*Thanks to Ron Miller of GottaPlayTennis.net for suggesting this great topic and these questions!
Tailoring your game for the NOW, or maybe for LATER
This topic is probably closely related to the topic of tennis and aging. The two (2) primary competing views or camps seem to be: Play to "win now" and get results today (or real soon) vs. play for the "long run" or the "long view", meaning play with measured intensity and pick your shots to go all-out for.
Many young people, juniors, high schoolers, college level, and lower-level pros on the challenger circuit, etc. might be playing to win now. Understandable. They are going for their goals now, be it college scholarship, ranking points, money, sponsors, shot at pros, etc. Temptations for performance-enhancing substances are also probably great.
As for the mechanics of how they might play tennis: well, it's probably "go-for-broke". Hit with power and spin, maybe that Far Western Grip or even that crazy Hawaiian Grip and blast away, shoulders, elbows, knees, joints etc. are a concern only for another day far into the future...Winning (and now) becomes the only issue...Thus, the biggest weakness of this camp might be the failure to properly recognize and heed the human body's limitations over time...

● Your task
Reproduce the tennis piece above word for word, in full.

● Source information
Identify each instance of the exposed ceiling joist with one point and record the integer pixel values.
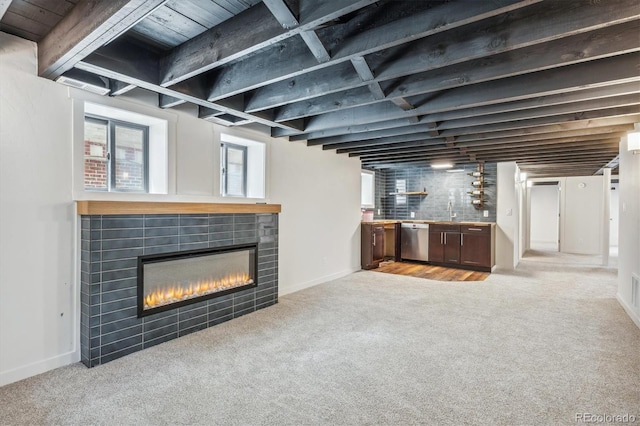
(390, 82)
(89, 25)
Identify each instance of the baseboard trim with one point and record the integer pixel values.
(39, 367)
(632, 313)
(307, 284)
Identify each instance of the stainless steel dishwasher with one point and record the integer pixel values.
(414, 240)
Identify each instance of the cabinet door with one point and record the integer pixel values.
(436, 246)
(378, 244)
(475, 250)
(452, 247)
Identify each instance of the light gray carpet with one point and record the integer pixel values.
(533, 347)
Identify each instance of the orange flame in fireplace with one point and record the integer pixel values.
(178, 292)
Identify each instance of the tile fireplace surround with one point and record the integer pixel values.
(114, 234)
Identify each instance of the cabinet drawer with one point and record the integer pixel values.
(478, 230)
(444, 228)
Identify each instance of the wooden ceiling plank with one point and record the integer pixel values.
(283, 14)
(131, 71)
(118, 88)
(509, 129)
(608, 71)
(315, 45)
(166, 101)
(532, 46)
(536, 102)
(35, 13)
(230, 40)
(589, 156)
(540, 152)
(560, 143)
(508, 136)
(89, 25)
(449, 121)
(200, 11)
(487, 139)
(25, 27)
(4, 5)
(242, 76)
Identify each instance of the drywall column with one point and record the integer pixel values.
(581, 218)
(37, 219)
(629, 236)
(606, 216)
(507, 216)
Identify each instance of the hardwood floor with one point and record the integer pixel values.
(440, 273)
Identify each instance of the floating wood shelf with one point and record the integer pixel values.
(149, 207)
(410, 193)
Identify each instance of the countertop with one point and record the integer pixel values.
(430, 222)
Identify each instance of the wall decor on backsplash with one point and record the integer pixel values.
(477, 187)
(442, 186)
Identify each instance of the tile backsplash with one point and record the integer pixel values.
(442, 187)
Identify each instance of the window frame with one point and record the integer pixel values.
(111, 144)
(373, 189)
(224, 164)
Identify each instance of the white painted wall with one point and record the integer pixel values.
(582, 209)
(544, 206)
(320, 219)
(509, 199)
(37, 219)
(40, 121)
(629, 237)
(614, 215)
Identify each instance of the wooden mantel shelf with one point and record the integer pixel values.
(147, 207)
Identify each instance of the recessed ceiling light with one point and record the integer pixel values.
(442, 166)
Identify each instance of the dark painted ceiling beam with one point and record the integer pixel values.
(287, 18)
(509, 136)
(356, 133)
(601, 158)
(89, 25)
(431, 18)
(283, 13)
(288, 59)
(166, 101)
(591, 119)
(562, 52)
(481, 118)
(124, 62)
(119, 88)
(575, 147)
(464, 45)
(489, 144)
(600, 127)
(247, 33)
(602, 72)
(4, 5)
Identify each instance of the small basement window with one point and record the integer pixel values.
(122, 151)
(116, 155)
(367, 189)
(242, 167)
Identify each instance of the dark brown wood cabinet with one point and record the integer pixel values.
(464, 246)
(372, 242)
(444, 244)
(476, 246)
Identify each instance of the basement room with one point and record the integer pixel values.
(319, 212)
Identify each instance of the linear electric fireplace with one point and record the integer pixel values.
(171, 280)
(173, 242)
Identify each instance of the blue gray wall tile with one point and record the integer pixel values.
(110, 245)
(442, 187)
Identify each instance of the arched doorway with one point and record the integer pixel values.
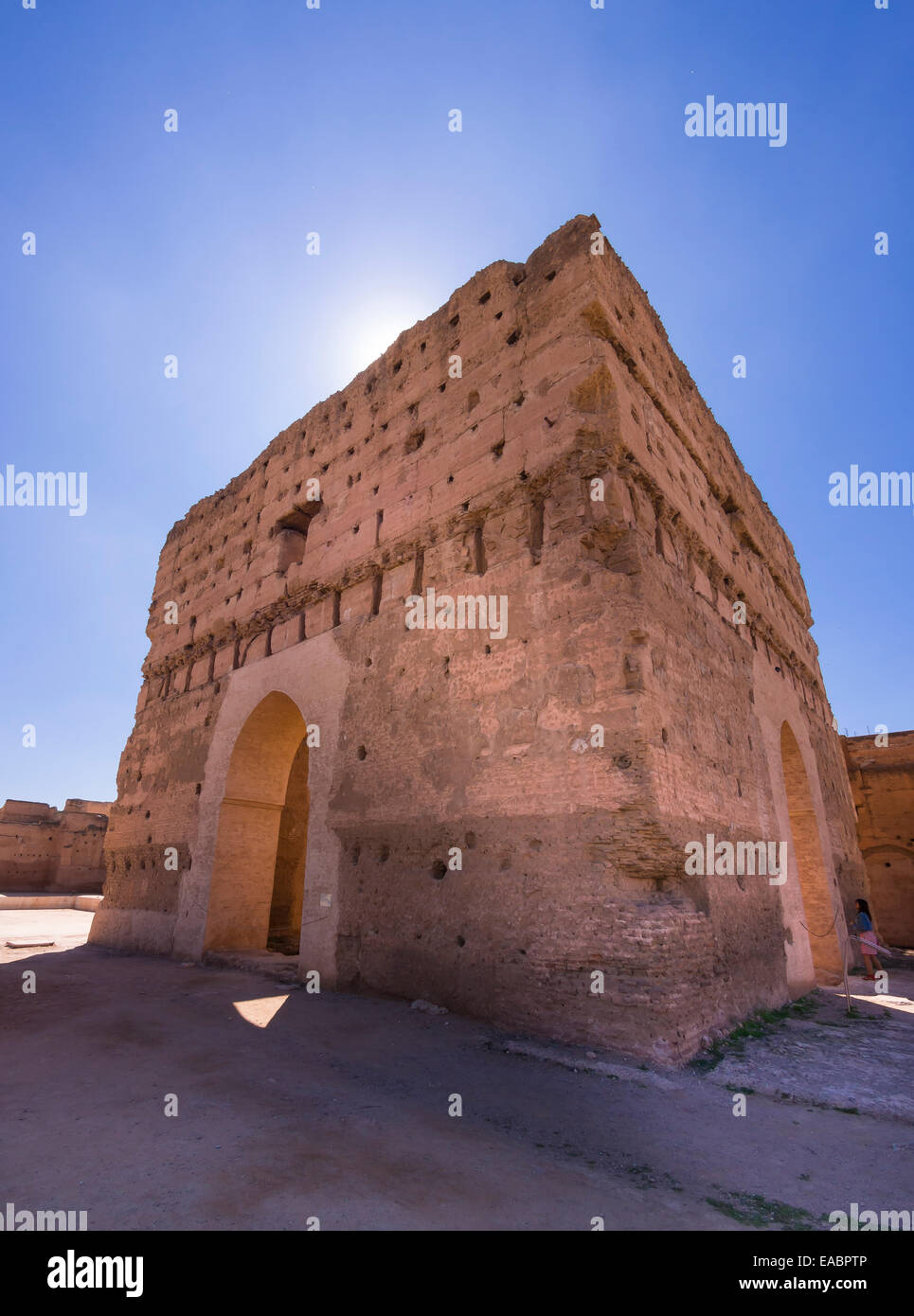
(259, 864)
(816, 911)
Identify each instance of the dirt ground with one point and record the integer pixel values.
(294, 1106)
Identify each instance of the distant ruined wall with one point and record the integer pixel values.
(883, 786)
(45, 849)
(620, 616)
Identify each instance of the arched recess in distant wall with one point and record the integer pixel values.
(259, 866)
(890, 871)
(819, 914)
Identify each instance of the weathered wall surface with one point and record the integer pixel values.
(619, 616)
(45, 849)
(883, 785)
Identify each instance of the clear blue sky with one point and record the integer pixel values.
(334, 120)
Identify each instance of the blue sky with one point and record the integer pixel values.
(334, 120)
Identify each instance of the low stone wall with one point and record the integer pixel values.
(47, 849)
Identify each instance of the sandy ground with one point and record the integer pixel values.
(294, 1106)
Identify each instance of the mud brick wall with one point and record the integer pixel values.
(45, 849)
(620, 617)
(881, 773)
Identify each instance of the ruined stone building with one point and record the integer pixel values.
(53, 850)
(881, 772)
(494, 816)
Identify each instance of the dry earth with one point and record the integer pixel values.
(294, 1106)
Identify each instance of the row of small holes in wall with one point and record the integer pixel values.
(415, 439)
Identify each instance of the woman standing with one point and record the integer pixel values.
(863, 925)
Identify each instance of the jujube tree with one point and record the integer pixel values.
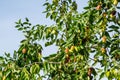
(88, 44)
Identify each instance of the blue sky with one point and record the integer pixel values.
(13, 10)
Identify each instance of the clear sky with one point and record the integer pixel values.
(13, 10)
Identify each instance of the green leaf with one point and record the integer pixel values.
(102, 75)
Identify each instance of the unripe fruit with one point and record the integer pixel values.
(104, 39)
(98, 7)
(67, 50)
(24, 51)
(103, 50)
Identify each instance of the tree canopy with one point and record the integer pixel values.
(88, 44)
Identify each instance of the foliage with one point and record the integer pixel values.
(88, 44)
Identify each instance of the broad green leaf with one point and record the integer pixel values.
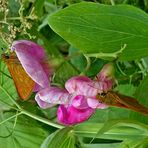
(7, 87)
(142, 96)
(119, 130)
(38, 5)
(63, 138)
(80, 62)
(103, 145)
(26, 133)
(102, 29)
(134, 143)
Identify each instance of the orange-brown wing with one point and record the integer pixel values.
(24, 84)
(126, 102)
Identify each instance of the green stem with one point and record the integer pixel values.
(102, 55)
(88, 63)
(11, 98)
(112, 2)
(5, 74)
(43, 120)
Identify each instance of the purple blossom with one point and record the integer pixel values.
(71, 115)
(77, 102)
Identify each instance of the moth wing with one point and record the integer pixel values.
(131, 103)
(24, 84)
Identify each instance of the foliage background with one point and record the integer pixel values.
(30, 126)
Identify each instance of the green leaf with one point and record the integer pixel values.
(38, 5)
(80, 62)
(7, 87)
(26, 133)
(142, 96)
(63, 138)
(103, 29)
(115, 130)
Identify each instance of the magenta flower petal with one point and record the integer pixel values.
(29, 46)
(94, 103)
(53, 95)
(71, 115)
(81, 85)
(42, 104)
(31, 56)
(80, 102)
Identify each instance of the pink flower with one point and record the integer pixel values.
(51, 96)
(72, 110)
(82, 85)
(71, 115)
(33, 59)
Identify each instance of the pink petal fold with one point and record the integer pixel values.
(81, 85)
(71, 115)
(53, 95)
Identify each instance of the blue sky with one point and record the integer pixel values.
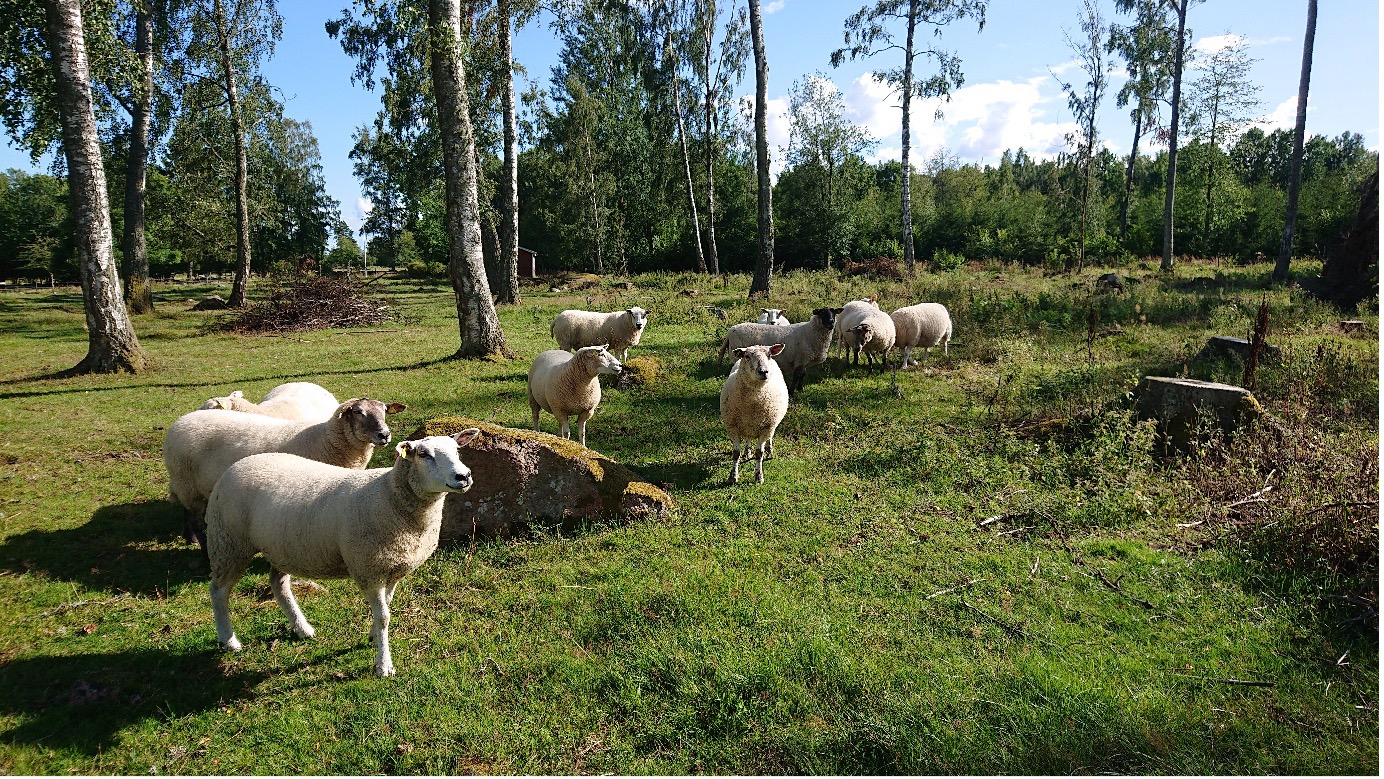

● Written answer
*Thanks to Ron Miller of GottaPlayTennis.net for suggesting this great topic and these questions!
Tailoring your game for the NOW, or maybe for LATER
This topic is probably closely related to the topic of tennis and aging. The two (2) primary competing views or camps seem to be: Play to "win now" and get results today (or real soon) vs. play for the "long run" or the "long view", meaning play with measured intensity and pick your shots to go all-out for.
Many young people, juniors, high schoolers, college level, and lower-level pros on the challenger circuit, etc. might be playing to win now. Understandable. They are going for their goals now, be it college scholarship, ranking points, money, sponsors, shot at pros, etc. Temptations for performance-enhancing substances are also probably great.
As for the mechanics of how they might play tennis: well, it's probably "go-for-broke". Hit with power and spin, maybe that Far Western Grip or even that crazy Hawaiian Grip and blast away, shoulders, elbows, knees, joints etc. are a concern only for another day far into the future...Winning (and now) becomes the only issue...Thus, the biggest weakness of this camp might be the failure to properly recognize and heed the human body's limitations over time...